▽

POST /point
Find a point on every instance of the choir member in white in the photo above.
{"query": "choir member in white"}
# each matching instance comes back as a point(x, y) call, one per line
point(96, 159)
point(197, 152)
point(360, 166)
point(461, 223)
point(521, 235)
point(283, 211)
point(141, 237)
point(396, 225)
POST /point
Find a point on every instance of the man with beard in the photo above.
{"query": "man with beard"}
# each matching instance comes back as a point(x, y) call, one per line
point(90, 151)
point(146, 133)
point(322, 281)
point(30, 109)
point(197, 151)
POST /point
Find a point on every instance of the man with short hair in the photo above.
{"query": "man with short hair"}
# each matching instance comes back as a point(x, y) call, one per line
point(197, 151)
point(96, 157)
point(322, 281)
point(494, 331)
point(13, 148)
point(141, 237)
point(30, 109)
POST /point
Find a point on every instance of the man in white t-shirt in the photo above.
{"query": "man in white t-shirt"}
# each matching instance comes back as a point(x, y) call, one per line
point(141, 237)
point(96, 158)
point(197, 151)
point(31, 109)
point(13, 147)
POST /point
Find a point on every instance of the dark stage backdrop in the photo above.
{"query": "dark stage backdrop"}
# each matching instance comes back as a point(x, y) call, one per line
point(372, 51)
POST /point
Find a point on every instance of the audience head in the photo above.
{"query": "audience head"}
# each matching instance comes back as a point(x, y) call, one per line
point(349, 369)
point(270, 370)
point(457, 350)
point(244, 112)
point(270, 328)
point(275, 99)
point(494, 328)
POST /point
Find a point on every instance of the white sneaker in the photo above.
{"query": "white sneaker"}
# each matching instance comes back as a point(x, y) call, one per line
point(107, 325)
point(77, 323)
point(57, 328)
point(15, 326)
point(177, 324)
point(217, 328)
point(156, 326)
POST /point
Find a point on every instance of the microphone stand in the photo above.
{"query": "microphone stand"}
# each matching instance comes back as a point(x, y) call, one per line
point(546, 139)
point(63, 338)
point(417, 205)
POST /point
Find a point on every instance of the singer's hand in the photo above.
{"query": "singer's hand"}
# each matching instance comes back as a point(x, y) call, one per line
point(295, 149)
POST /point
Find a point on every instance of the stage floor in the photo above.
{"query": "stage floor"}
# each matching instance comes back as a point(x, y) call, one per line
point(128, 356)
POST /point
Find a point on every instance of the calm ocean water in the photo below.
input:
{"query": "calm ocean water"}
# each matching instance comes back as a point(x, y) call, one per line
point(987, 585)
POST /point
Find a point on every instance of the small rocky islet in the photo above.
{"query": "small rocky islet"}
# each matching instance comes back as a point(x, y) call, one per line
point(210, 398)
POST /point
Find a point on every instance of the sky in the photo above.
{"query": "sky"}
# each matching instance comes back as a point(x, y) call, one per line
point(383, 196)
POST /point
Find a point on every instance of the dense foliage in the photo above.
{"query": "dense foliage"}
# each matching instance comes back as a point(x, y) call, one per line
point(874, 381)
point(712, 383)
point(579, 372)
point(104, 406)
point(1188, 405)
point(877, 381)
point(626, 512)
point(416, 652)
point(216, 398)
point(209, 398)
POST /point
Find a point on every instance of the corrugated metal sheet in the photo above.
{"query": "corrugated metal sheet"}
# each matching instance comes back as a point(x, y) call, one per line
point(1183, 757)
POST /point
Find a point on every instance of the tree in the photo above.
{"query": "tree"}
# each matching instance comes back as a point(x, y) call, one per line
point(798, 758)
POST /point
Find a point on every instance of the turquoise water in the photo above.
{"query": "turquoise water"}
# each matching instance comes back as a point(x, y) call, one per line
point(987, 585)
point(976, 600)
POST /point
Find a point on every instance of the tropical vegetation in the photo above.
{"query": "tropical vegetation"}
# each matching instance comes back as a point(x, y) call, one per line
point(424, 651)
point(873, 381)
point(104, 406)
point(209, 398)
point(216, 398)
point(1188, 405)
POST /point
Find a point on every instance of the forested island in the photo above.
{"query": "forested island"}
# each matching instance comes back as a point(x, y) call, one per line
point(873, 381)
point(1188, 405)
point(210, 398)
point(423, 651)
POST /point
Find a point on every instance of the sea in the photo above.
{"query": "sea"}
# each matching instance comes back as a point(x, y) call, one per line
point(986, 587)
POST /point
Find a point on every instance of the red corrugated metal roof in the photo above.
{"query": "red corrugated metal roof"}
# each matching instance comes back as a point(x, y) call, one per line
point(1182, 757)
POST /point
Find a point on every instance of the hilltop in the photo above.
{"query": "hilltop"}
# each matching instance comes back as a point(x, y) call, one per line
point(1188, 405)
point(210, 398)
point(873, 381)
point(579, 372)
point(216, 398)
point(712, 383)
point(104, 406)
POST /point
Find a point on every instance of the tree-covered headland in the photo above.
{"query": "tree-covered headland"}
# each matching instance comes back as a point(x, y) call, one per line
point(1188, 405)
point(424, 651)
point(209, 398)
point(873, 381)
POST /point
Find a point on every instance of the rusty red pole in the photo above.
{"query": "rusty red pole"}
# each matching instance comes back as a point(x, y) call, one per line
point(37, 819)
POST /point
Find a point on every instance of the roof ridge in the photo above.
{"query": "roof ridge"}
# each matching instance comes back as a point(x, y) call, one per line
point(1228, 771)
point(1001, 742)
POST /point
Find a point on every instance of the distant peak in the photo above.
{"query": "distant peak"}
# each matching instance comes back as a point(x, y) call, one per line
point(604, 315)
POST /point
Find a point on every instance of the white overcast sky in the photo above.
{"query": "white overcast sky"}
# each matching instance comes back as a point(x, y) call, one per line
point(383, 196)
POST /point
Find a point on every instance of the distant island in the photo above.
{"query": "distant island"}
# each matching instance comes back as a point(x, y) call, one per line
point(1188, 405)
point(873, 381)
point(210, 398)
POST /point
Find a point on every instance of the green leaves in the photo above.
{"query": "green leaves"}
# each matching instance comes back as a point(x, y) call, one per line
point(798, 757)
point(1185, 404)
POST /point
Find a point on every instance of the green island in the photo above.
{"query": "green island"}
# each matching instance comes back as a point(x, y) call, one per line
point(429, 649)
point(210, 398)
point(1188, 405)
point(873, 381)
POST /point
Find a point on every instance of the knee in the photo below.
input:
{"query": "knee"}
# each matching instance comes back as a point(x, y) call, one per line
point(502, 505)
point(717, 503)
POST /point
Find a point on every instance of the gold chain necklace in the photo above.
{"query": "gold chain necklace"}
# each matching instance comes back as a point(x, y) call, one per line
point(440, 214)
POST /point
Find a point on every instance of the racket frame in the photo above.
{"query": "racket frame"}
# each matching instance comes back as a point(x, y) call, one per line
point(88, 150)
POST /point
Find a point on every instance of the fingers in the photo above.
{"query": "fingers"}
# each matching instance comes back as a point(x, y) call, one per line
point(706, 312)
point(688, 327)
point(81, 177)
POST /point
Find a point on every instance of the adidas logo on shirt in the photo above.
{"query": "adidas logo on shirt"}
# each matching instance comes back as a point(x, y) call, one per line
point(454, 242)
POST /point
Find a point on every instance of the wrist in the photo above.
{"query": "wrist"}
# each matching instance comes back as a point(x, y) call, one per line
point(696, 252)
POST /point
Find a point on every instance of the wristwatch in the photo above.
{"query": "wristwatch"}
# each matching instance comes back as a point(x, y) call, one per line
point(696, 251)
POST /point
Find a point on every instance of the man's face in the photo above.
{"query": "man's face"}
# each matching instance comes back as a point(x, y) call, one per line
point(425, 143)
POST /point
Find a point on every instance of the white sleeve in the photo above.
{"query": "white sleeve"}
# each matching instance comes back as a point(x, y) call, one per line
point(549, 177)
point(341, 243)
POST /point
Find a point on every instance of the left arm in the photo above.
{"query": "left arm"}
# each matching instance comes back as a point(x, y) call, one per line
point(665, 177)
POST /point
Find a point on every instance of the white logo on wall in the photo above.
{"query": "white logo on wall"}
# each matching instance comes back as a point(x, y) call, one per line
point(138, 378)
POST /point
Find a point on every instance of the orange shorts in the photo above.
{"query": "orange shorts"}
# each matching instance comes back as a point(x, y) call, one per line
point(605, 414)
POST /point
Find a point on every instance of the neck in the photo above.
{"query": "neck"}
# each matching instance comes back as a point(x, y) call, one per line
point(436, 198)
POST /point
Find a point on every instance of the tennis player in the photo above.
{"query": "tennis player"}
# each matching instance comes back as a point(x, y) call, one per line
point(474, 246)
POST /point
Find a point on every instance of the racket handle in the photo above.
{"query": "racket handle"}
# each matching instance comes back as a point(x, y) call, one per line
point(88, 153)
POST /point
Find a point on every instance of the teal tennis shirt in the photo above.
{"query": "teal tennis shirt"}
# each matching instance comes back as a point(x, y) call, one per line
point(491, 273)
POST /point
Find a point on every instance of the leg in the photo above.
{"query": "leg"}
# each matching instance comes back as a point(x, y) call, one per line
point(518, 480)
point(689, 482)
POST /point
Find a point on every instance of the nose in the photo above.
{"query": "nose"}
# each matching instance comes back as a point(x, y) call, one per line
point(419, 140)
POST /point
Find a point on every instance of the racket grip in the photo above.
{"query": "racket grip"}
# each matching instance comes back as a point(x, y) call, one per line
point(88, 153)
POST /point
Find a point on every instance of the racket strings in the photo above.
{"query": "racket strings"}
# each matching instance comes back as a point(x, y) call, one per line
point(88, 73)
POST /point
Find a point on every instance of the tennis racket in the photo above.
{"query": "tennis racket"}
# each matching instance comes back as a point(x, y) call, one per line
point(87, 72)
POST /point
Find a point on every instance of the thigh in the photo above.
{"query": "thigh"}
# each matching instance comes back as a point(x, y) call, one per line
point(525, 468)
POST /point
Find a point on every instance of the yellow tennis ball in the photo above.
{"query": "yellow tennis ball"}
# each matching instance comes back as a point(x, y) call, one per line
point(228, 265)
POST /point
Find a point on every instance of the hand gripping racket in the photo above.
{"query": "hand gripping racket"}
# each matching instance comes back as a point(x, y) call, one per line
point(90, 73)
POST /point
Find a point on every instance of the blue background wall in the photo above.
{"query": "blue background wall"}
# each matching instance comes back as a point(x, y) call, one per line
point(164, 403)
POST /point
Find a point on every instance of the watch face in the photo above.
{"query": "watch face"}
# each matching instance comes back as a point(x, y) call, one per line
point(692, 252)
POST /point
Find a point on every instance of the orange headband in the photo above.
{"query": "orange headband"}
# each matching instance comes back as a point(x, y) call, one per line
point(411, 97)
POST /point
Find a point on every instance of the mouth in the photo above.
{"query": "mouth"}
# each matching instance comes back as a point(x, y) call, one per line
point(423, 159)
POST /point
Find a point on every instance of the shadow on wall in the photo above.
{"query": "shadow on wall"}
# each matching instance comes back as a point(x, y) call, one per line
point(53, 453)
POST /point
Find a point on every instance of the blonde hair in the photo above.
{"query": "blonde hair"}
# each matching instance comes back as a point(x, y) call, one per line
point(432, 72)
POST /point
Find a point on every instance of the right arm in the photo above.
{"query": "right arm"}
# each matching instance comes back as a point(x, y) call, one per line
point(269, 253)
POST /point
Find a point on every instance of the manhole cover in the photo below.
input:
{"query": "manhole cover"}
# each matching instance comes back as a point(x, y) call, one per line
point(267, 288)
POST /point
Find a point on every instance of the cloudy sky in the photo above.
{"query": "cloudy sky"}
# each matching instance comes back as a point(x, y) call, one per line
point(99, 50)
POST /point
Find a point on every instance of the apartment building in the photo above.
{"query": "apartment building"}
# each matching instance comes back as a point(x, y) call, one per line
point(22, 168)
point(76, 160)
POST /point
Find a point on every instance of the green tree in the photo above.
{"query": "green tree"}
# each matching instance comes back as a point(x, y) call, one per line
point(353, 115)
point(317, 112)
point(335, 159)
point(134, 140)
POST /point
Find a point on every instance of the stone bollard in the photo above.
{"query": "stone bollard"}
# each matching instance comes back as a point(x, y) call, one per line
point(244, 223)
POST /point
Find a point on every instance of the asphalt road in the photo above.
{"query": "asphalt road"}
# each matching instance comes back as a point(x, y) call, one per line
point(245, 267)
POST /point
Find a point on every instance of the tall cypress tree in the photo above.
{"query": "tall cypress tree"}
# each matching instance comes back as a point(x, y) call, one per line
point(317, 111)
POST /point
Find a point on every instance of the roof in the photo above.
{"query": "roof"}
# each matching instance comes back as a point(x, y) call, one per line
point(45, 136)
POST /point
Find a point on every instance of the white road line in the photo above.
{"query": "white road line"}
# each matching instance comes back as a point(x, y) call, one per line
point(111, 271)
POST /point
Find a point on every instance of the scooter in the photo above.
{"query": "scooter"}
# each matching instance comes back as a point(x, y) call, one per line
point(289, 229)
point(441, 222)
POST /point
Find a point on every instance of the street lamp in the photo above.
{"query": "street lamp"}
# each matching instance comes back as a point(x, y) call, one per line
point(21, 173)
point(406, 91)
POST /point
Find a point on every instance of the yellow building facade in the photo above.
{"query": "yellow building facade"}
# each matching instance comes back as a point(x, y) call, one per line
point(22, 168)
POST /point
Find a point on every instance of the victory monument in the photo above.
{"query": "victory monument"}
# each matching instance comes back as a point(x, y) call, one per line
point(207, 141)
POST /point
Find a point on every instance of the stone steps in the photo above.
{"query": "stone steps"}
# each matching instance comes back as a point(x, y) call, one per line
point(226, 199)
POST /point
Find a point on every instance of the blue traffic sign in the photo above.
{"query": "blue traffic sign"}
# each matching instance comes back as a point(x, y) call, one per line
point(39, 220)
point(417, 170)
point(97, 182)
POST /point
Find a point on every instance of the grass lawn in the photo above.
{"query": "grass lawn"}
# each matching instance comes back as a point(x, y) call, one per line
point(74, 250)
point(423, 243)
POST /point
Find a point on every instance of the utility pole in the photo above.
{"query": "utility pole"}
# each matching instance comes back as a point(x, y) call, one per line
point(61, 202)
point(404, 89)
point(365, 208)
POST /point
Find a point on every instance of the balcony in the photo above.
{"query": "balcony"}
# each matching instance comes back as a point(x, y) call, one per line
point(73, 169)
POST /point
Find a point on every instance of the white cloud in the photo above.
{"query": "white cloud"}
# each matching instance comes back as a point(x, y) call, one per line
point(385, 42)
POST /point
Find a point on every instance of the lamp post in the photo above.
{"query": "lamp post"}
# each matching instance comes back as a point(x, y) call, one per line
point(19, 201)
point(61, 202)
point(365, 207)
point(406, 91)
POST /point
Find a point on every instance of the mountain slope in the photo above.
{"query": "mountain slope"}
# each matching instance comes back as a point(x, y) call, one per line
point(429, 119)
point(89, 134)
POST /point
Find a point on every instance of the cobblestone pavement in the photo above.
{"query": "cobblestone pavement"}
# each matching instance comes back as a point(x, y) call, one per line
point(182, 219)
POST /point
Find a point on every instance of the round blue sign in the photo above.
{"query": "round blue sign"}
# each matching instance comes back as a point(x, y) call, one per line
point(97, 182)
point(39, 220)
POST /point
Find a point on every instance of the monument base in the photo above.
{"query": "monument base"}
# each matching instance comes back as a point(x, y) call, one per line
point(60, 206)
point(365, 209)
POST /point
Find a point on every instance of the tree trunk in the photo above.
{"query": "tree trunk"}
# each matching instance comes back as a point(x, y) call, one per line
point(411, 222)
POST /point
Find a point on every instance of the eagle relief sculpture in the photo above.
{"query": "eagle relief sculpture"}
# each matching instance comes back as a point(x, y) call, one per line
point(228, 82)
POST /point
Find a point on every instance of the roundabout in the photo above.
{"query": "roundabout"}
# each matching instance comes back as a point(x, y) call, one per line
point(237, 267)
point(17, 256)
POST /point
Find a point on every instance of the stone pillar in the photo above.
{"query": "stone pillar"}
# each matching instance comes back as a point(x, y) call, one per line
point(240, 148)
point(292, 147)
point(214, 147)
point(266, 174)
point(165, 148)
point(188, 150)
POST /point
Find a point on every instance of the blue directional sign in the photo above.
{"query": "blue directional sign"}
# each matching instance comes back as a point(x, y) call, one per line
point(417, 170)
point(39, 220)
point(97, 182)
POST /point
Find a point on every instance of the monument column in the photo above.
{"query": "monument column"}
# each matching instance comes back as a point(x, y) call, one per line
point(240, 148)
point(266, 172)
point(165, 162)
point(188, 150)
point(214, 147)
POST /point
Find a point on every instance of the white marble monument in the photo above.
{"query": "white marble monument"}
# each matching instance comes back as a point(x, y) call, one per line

△

■ Assignment:
Every line of the listing that includes the word "vegetation" must be copied.

■ Solution to the exercise:
Find a point on every instance of the tropical vegetation in the photo above.
{"query": "tropical vegetation"}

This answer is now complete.